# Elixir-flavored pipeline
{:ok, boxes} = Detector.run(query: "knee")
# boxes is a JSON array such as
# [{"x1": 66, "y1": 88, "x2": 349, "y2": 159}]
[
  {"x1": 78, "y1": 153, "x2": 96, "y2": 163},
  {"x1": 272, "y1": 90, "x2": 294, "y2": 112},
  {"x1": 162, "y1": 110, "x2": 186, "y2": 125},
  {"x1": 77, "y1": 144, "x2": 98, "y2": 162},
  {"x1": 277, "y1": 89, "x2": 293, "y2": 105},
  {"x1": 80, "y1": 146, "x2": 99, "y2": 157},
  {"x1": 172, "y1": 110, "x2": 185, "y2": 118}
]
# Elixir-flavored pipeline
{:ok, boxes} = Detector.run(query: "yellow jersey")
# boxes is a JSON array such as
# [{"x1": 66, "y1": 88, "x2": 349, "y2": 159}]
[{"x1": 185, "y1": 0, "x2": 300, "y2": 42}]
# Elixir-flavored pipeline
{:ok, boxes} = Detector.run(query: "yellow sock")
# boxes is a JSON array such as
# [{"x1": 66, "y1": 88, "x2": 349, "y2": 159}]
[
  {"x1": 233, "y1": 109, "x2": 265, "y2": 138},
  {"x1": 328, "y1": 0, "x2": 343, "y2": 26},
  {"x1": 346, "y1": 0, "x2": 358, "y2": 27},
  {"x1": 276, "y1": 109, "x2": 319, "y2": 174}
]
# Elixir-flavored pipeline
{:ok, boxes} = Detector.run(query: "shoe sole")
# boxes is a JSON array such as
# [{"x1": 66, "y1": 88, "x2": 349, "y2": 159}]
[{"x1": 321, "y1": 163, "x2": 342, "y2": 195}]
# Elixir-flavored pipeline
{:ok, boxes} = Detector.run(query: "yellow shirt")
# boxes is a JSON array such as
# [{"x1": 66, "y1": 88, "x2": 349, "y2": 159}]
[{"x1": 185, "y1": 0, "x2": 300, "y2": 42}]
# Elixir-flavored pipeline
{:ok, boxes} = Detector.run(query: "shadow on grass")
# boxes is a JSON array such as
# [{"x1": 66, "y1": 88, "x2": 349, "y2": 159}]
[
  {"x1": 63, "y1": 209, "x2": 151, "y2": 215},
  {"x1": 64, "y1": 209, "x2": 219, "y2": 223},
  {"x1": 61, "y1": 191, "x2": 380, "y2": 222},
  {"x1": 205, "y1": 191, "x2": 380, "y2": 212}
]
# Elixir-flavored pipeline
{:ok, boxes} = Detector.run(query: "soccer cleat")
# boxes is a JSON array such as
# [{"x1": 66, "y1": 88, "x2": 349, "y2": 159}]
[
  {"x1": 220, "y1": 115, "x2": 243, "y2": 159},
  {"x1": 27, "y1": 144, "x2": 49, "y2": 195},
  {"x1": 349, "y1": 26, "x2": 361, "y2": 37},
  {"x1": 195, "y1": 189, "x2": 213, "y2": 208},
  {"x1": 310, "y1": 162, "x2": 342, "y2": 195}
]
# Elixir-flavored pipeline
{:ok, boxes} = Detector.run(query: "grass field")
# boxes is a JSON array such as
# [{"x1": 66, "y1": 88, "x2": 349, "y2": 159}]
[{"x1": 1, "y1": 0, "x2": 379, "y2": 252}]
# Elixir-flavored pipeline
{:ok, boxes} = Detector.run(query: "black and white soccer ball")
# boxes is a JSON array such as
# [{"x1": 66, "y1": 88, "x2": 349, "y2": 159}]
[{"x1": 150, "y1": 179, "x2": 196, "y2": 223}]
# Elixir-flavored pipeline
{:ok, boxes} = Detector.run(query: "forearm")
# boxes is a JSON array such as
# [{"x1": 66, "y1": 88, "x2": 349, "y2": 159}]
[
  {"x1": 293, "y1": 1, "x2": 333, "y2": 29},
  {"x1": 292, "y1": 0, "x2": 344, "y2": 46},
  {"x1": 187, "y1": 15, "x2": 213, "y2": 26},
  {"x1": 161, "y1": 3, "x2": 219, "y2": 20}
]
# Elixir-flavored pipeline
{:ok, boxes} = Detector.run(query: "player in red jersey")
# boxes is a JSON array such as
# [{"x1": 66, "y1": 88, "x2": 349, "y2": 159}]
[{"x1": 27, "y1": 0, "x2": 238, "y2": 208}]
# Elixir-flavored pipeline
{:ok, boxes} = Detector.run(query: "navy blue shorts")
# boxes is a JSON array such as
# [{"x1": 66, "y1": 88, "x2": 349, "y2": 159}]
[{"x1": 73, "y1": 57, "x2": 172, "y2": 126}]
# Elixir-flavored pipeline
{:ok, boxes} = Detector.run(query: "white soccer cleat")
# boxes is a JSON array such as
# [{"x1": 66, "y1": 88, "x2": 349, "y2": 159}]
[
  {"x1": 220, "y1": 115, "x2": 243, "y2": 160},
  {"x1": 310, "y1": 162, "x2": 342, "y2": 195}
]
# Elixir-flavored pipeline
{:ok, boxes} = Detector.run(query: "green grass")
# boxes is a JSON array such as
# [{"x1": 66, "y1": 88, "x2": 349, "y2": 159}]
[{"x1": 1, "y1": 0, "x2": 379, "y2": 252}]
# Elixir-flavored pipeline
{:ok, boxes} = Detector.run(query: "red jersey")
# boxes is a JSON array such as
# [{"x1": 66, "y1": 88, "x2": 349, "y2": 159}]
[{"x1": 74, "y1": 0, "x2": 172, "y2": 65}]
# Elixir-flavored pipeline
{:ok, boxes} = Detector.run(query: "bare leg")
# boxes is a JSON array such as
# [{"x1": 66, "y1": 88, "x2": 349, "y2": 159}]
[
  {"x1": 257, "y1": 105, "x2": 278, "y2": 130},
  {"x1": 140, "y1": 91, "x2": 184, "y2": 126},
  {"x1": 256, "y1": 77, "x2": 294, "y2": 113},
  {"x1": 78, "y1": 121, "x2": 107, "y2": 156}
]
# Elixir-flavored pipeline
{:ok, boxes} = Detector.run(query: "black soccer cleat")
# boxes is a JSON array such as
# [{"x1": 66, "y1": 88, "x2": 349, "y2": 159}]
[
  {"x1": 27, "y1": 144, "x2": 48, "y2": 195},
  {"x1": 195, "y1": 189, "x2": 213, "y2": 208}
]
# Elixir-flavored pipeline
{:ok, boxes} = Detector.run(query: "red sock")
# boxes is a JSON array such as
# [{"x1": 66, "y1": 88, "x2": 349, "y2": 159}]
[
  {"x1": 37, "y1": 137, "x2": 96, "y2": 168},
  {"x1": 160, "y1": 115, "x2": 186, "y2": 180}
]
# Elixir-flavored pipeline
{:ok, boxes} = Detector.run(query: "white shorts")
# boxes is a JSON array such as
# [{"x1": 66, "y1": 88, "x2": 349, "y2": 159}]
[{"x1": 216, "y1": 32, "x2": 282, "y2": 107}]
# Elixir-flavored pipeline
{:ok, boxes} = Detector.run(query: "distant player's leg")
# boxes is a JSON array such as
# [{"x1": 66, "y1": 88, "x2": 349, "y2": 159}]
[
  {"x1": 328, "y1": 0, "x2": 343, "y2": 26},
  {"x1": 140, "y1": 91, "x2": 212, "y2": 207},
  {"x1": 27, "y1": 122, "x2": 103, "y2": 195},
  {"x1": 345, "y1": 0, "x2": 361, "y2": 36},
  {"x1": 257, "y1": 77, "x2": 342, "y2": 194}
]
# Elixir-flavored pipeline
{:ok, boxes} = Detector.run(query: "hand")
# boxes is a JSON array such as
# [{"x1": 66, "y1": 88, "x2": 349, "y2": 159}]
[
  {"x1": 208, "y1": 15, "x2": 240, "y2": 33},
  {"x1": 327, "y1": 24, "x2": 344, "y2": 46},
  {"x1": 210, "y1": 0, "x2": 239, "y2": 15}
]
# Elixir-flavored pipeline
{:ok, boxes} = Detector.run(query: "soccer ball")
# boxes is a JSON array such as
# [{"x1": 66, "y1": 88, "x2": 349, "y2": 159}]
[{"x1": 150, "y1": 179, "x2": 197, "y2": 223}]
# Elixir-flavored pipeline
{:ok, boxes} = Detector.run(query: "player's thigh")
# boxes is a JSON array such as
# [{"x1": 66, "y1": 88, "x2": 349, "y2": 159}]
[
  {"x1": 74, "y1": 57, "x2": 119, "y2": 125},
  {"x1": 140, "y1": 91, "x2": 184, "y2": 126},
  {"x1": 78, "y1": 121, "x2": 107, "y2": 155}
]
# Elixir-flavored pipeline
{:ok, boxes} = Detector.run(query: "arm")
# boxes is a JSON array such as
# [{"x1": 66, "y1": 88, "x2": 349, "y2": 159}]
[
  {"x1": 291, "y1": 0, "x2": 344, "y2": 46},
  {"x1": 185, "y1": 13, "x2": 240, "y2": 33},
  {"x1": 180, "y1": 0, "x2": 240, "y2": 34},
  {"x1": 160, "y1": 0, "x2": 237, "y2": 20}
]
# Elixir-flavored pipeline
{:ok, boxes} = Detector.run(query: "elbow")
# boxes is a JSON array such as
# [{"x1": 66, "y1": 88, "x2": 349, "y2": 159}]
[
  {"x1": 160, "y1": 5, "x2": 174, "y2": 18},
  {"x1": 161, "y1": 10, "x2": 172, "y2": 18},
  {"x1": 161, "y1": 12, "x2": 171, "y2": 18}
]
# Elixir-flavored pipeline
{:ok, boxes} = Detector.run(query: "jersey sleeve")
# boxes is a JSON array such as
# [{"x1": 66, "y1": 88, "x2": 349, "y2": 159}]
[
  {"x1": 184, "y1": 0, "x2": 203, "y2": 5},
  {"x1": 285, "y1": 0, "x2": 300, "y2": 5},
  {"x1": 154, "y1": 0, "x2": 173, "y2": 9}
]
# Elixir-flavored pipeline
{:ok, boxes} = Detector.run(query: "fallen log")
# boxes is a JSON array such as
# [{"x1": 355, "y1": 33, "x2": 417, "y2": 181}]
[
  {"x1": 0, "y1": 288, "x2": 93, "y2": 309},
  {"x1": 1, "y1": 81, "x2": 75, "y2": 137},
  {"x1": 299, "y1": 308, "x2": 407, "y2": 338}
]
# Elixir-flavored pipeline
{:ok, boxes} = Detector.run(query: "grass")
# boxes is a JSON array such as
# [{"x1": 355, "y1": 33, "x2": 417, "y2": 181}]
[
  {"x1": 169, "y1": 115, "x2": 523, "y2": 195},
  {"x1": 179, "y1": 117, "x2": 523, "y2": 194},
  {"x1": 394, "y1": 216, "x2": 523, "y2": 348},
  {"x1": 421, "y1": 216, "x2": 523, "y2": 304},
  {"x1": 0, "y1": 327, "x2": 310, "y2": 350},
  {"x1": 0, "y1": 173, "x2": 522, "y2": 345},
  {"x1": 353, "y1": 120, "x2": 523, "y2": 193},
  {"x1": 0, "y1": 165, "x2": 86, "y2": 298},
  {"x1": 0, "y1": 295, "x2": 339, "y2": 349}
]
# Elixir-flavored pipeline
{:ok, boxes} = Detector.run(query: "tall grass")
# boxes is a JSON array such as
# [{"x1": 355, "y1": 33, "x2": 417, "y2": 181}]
================
> _Problem_: Report, with no additional words, how many lines in the records above contain the word "white".

> _Result_: 3